Stored records:
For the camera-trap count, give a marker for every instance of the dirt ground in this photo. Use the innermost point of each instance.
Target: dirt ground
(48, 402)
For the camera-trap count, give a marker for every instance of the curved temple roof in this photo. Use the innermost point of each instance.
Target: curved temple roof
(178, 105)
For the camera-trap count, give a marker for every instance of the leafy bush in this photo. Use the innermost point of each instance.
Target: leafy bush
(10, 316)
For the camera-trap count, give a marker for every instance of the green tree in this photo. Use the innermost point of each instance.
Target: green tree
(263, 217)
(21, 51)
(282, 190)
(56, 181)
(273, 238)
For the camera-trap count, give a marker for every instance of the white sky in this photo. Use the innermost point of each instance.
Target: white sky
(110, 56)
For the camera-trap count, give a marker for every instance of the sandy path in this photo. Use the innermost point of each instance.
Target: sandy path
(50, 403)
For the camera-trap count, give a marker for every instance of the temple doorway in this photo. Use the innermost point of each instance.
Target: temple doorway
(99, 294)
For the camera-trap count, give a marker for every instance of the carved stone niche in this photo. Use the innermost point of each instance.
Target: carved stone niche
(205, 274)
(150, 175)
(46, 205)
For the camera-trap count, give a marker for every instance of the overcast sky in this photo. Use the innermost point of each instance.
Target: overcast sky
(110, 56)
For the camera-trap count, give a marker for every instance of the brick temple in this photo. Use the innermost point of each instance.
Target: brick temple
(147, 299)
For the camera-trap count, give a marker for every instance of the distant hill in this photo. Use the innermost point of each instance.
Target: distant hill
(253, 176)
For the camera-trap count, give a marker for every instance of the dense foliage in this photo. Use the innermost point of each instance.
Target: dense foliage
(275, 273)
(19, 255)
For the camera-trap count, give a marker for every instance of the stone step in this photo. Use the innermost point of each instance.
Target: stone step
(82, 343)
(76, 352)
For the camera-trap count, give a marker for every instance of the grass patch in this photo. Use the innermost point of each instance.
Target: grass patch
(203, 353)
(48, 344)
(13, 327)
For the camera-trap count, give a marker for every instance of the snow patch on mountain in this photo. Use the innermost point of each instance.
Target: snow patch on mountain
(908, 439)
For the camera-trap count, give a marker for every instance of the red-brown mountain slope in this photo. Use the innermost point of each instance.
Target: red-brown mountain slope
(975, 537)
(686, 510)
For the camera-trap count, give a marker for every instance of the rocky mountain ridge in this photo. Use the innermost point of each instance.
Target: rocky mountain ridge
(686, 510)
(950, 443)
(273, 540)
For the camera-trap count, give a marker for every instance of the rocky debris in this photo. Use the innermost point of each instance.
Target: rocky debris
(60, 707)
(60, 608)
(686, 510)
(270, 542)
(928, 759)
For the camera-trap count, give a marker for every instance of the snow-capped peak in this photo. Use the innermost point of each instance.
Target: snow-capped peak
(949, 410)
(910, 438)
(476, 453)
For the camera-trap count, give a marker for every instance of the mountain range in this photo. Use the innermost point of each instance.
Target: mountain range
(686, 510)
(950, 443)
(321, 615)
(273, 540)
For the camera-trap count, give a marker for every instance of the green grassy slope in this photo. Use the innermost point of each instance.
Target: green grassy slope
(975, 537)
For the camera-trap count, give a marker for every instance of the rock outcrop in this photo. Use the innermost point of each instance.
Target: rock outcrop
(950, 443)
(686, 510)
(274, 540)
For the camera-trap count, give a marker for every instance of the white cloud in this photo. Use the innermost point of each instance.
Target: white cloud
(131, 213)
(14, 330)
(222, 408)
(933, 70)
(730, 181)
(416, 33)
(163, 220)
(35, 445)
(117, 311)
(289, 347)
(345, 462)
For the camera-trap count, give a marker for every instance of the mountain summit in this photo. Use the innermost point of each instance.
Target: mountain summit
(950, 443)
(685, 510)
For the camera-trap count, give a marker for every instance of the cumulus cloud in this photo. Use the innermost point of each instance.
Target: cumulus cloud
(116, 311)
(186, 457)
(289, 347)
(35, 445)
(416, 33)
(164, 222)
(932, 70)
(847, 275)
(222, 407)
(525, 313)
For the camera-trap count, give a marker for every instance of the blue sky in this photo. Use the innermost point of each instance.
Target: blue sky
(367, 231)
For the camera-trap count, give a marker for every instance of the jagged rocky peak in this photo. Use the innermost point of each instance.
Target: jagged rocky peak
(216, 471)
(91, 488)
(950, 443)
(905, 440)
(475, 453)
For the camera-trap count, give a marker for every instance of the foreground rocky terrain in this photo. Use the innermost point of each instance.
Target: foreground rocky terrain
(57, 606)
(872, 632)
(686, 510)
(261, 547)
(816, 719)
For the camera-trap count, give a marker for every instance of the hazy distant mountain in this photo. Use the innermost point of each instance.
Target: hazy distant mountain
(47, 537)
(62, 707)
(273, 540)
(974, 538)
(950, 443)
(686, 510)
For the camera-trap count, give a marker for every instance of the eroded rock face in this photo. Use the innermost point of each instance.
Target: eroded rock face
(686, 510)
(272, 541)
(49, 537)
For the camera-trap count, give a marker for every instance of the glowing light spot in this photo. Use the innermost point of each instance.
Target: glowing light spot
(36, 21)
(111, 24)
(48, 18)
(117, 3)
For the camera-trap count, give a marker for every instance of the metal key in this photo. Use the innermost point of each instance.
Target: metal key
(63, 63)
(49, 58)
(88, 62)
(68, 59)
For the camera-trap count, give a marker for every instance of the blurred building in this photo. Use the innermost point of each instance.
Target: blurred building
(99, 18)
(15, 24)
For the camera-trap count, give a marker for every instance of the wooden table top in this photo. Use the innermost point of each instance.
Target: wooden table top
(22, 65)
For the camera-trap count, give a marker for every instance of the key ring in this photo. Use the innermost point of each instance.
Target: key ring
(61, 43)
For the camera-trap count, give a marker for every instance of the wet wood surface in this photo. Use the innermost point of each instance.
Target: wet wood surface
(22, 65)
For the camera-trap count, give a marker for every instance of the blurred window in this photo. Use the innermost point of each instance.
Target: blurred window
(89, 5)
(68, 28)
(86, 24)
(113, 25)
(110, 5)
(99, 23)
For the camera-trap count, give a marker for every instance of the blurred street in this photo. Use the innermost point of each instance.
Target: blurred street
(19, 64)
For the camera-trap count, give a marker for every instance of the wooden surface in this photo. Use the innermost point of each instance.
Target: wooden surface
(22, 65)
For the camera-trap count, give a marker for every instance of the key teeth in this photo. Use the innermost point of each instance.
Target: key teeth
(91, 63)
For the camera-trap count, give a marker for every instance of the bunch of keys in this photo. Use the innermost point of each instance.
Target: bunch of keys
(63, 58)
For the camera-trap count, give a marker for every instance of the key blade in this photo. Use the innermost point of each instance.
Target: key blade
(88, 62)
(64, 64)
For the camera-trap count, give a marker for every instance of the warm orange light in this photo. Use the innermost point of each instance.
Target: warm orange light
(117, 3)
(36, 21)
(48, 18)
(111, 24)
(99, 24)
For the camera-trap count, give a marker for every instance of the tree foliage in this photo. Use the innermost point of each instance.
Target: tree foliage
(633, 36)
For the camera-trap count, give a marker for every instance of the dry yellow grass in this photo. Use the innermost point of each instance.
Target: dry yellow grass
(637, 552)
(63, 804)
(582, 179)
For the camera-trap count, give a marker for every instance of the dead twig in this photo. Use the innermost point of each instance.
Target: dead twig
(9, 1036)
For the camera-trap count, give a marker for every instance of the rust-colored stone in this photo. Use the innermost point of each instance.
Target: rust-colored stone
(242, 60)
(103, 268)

Work order: Nothing in the data may be omitted; transcribe it exactly.

Solution:
For the camera-trap count, give a marker for every instance of the dirt ground in this photo. Use the innermost point of each instance.
Target: dirt ground
(48, 402)
For the camera-trap count, give a marker for every instance of the curved temple roof in this photo. Use the innermost point of each instance.
Target: curved temple roof
(178, 105)
For the camera-trap count, give a marker for every instance of the leafy bush in this photo. Use the innermost point of each instance.
Target: leafy bush
(10, 316)
For the camera-trap count, give a marker for every instance of the green tree in this photo. Use the innermost point of each instance.
Target: green tree
(263, 217)
(21, 51)
(282, 190)
(56, 181)
(273, 238)
For the camera-trap count, give a marker for every instance of the white sky in this photo. Use the innermost point of each instance.
Target: white sky
(110, 56)
For the camera-trap count, give a marker for every instance of the sandy path in this photo. Use the innermost point of each instance.
Target: sandy path
(50, 403)
For the camera-trap count, give a marker for every instance of the temple doorway in this photo. Use the innermost point of each instance.
Target: temple doorway
(99, 294)
For the camera-trap count, give a marker for every instance of the carved stone niche in this photo. Use the innermost point of each instance.
Target: carved stone niche
(205, 274)
(150, 175)
(46, 205)
For the camera-trap count, give a marker for every instance of the overcast sky in this photo. Use the innermost point of each instance.
Target: overcast sky
(110, 56)
For the camera-trap count, give a marker for every instance of the brick temple in this photo. Use the innermost point of each instance.
Target: brick temple
(147, 299)
For the camera-trap count, give a marker for every instance of the distant hill in this photo. Use the innermost point of each instance.
Target: distant hill
(253, 176)
For the camera-trap count, give a marker for every instance of the dense foliage in this photo. Use the innermost point of each instance.
Target: dense foliage
(275, 273)
(19, 255)
For the camera-trap count, give a marker for every instance of the stone step in this photo. Use the innermost point of each instance.
Target: stone step
(82, 343)
(76, 352)
For the camera-trap count, give a marker for every instance of the grass patch in this photo. Use the innermost point of each instance.
Target: grass patch
(203, 353)
(48, 344)
(13, 327)
For the camera-trap count, give a marker for every instance of the snow patch on mountain in this photo. Use the innermost point of each instance.
Target: snow patch on mountain
(908, 439)
For the camera-trap count, give a marker for every instance of the red-brown mountain slope in this photo. Use the innermost point of each instance.
Target: red-brown mountain slope
(975, 537)
(686, 510)
For the camera-trap count, give a marker for every instance of the rocky mountain ridge in this photo. Use the innermost point of each instance.
Target: rocky mountain ridge
(686, 510)
(950, 443)
(273, 540)
For the camera-trap count, give a marker for every instance of the rocky debris in this photo. Use the innermost point of each instance.
Target: rocky debris
(60, 707)
(60, 608)
(686, 510)
(270, 542)
(928, 759)
For the camera-trap count, give a marker for every instance of the snow-capped peak in this photo. Use the innermost point of each instance.
Target: snow-capped peak
(949, 410)
(910, 438)
(476, 453)
For the camera-trap count, give a marker for every instance of the mountain range in this photo. Use the innermost point of each instance.
Target: mountain range
(686, 510)
(950, 443)
(321, 615)
(273, 540)
For the camera-trap count, give a marker for every instance of the green grassy slope in this photo. Use the innermost point of each instance.
Target: green grassy slope
(975, 537)
For the camera-trap count, give a marker for every instance of the rock outcrop in this photo. Use the innermost point of each instance.
Target: rock outcrop
(950, 443)
(686, 510)
(274, 540)
For the camera-trap count, give a marker for every instance of the white cloud in this photo. Use the innermost point of each instance.
Target: white cloud
(131, 213)
(14, 330)
(222, 408)
(933, 70)
(730, 181)
(416, 33)
(163, 220)
(35, 445)
(117, 311)
(289, 347)
(345, 462)
For the camera-trap count, give a marker for every instance of the mountain summit in this photo. Use the innermost point of each instance.
Target: mountain summit
(950, 443)
(685, 510)
For the camera-trap count, give a marker for every instance of the cumulus cloud in this photo. Use the innermost point of each instance.
Target: cumulus cloud
(116, 311)
(186, 457)
(289, 347)
(35, 445)
(416, 33)
(164, 222)
(932, 70)
(847, 275)
(222, 407)
(525, 313)
For the camera-trap count, give a marker for every instance of the blue sky in this photo. Use the innermost point of each instance.
Target: blue sky
(367, 231)
For the camera-trap count, give a marker for every instance of the jagged rocky peak in this photo. Use the innermost point of each instance.
Target: jagged rocky peak
(216, 471)
(91, 488)
(950, 443)
(905, 440)
(475, 453)
For the camera-trap count, give a marker for every instance of the foreground rocky terrain in this photo. Use the innermost point of each instance.
Target: foreground rocky terrain
(57, 606)
(872, 632)
(686, 510)
(261, 547)
(816, 719)
For the camera-trap count, give a marker for every instance of the hazy distant mountain in this photo. Use the innermost point of each instance.
Target: hazy distant mountain
(47, 537)
(62, 707)
(273, 540)
(974, 538)
(950, 443)
(686, 510)
For the camera-trap count, give a marker for every instance of the eroded rock face in this photo. Use the innermost point of each instance.
Target: eroded rock face
(686, 510)
(272, 541)
(49, 537)
For the camera-trap count, give a marker for every instance of the glowing light spot in this photo. Use the innermost point of each instance.
Target: glowing light spot
(36, 21)
(111, 24)
(48, 18)
(117, 3)
For the camera-trap count, give a marker for every instance of the metal key in this photo. Use the innermost point of each instance.
Target: metal key
(63, 63)
(49, 58)
(88, 62)
(68, 59)
For the camera-trap count, give a marker for every instance of the blurred building in this photo. Use the innermost point of each instance.
Target: blurred building
(99, 18)
(15, 24)
For the camera-trap count, give a marker for every instance of the wooden table top in this photo. Use the innermost point of each instance.
Target: wooden table top
(22, 65)
For the camera-trap count, give a marker for every instance of the key ring in this photo. Use the innermost point of each instance.
Target: key ring
(61, 43)
For the camera-trap count, give a marker for every instance of the wet wood surface in this photo. Use the innermost point of each instance.
Target: wet wood surface
(22, 65)
For the camera-trap count, give a marker for every instance of the blurred window in this photo. Use the innermost point of each instance.
Target: blurred window
(89, 5)
(68, 28)
(86, 24)
(113, 25)
(110, 5)
(99, 23)
For the camera-trap count, give a marker for every instance of the blurred street in this photo. Use the innermost point of each instance.
Target: blurred street
(19, 64)
For the camera-trap count, give a marker for every instance of the wooden surface in this photo. Use the innermost point of each instance.
Target: wooden surface
(22, 65)
For the camera-trap count, give a marker for every instance of the key teeth in this photo. Use the innermost point of each instance.
Target: key teeth
(91, 63)
For the camera-trap count, give a marker for every instance of the bunch of keys in this photo. Use the innermost point of each instance.
Target: bunch of keys
(63, 58)
For the camera-trap count, give a marker for every instance of the key blade in this photo. Use the innermost point of each instance.
Target: key blade
(88, 62)
(64, 64)
For the camera-trap count, give a marker for every instance of the warm orange light in this photo. Use the innermost point of each instance.
Target: warm orange light
(117, 3)
(36, 21)
(48, 18)
(111, 24)
(99, 24)
For the camera-trap count, give a marker for every instance of the tree foliage in this photo. Use the innermost point of each instance.
Target: tree foliage
(633, 36)
For the camera-trap count, give a marker for every instance of the dry yellow grass in this photo. Use the innermost point of each instance.
Target: dry yellow grass
(637, 552)
(63, 804)
(582, 179)
For the camera-trap count, give a marker for every instance of the dead twig in this photo. Use the innermost point of each instance.
Target: dead twig
(9, 1036)
For the camera-trap count, give a marker for every instance of the rust-colored stone in this photo. Use the innermost point of each instance.
Target: rust-colored stone
(242, 60)
(103, 268)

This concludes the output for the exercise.